任务要求 »
请从下方关于 JGraphT 和 Nebula Graph 的原文中，原样抄写从“圖數據庫 Nebula Graph”开始、一直到“[16]、Spark [17] 等交互的示例。”为止的部分。

给定原文 »
URI google = new URI("http://www.google.com");
URI wikipedia = new URI("http://www.wikipedia.org");
URI jgrapht = new URI("http://www.jgrapht.org");

// add the vertices
g.addVertex(google);
g.addVertex(wikipedia);
g.addVertex(jgrapht);

添加邊：

// add edges to create linking structure
g.addEdge(jgrapht, wikipedia);
g.addEdge(google, jgrapht);
g.addEdge(google, wikipedia);
g.addEdge(wikipedia, google);

圖數據庫 Nebula Graph Database

JGraphT 通常使用本地文件作爲數據源，這在靜態網絡研究的時候沒什麼問題，但如果圖網絡經常會發生變化——例如，股票數據每日都在變化——每次生成全新的靜態文件再加載分析就有些麻煩，最好整個變化過程可以持久化地寫入一個數據庫中，並且可以實時地直接從數據庫中加載子圖或者全圖做分析。本文選用 Nebula Graph 作爲存儲圖數據的圖數據庫。

Nebula Graph 的 Java 客戶端 Nebula-Java [11] 提供了兩種訪問 Nebula Graph 方式：一種是通過圖查詢語言 nGQL [12] 與查詢引擎層 [13] 交互，這通常適用於有複雜語義的子圖訪問類型; 另一種是通過 API 與底層的存儲層（storaged）[14] 直接交互，用於獲取全量的點和邊。除了可以訪問 Nebula Graph 本身外，Nebula-Java 還提供了與 Neo4j [15]、JanusGraph [16]、Spark [17] 等交互的示例。

所给信息 »
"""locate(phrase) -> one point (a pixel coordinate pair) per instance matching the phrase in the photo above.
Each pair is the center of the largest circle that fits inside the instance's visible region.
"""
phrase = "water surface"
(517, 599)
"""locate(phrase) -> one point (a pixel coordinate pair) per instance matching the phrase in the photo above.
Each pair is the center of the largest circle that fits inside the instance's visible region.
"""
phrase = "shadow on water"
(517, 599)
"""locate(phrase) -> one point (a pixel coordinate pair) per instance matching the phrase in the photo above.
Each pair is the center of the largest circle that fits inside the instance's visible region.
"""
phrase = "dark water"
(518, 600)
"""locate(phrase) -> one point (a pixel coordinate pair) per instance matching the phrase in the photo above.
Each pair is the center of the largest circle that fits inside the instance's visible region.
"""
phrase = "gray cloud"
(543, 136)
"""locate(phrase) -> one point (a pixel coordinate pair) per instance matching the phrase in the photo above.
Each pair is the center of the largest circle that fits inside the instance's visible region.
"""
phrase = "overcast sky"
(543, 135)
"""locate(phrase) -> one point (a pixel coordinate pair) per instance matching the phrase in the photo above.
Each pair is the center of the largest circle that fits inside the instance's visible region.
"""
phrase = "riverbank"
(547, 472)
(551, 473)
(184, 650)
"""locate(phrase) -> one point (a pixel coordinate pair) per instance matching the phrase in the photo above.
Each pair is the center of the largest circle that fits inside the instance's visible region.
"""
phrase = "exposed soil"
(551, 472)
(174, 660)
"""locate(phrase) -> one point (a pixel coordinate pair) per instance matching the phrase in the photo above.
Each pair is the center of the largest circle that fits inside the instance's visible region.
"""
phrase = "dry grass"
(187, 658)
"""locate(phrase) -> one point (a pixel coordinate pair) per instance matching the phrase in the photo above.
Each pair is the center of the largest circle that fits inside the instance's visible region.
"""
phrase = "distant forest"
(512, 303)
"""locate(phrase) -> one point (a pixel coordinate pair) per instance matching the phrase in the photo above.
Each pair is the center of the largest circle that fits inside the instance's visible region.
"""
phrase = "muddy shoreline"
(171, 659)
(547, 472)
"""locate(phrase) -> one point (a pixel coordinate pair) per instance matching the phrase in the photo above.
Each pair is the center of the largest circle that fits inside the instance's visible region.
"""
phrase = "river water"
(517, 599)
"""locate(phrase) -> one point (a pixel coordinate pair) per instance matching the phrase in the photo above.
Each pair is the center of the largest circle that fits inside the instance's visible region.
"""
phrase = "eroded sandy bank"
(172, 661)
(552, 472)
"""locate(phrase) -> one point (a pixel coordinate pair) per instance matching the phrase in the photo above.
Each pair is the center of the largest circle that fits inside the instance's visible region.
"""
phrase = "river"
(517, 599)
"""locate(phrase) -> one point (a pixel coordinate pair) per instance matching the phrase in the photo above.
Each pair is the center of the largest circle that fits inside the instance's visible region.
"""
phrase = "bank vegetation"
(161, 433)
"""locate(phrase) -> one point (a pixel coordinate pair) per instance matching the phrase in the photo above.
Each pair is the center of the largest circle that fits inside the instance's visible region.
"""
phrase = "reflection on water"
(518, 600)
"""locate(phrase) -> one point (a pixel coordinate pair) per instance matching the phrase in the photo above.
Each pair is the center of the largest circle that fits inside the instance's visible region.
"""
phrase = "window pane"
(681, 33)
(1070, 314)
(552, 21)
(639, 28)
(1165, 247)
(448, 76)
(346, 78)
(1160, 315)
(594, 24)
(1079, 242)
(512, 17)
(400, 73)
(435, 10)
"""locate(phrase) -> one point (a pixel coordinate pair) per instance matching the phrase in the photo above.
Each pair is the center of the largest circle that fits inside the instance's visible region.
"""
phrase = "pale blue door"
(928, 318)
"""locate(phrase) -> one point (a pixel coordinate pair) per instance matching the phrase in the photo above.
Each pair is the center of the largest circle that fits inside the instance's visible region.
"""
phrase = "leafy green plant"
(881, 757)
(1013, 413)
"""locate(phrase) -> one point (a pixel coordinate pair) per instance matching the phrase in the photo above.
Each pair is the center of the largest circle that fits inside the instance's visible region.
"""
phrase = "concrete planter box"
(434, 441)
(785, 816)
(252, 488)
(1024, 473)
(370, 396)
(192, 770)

最终答案 »
圖數據庫 Nebula Graph Database

JGraphT 通常使用本地文件作爲數據源，這在靜態網絡研究的時候沒什麼問題，但如果圖網絡經常會發生變化——例如，股票數據每日都在變化——每次生成全新的靜態文件再加載分析就有些麻煩，最好整個變化過程可以持久化地寫入一個數據庫中，並且可以實時地直接從數據庫中加載子圖或者全圖做分析。本文選用 Nebula Graph 作爲存儲圖數據的圖數據庫。

Nebula Graph 的 Java 客戶端 Nebula-Java [11] 提供了兩種訪問 Nebula Graph 方式：一種是通過圖查詢語言 nGQL [12] 與查詢引擎層 [13] 交互，這通常適用於有複雜語義的子圖訪問類型; 另一種是通過 API 與底層的存儲層（storaged）[14] 直接交互，用於獲取全量的點和邊。除了可以訪問 Nebula Graph 本身外，Nebula-Java 還提供了與 Neo4j [15]、JanusGraph [16]、Spark [17] 等交互的示例。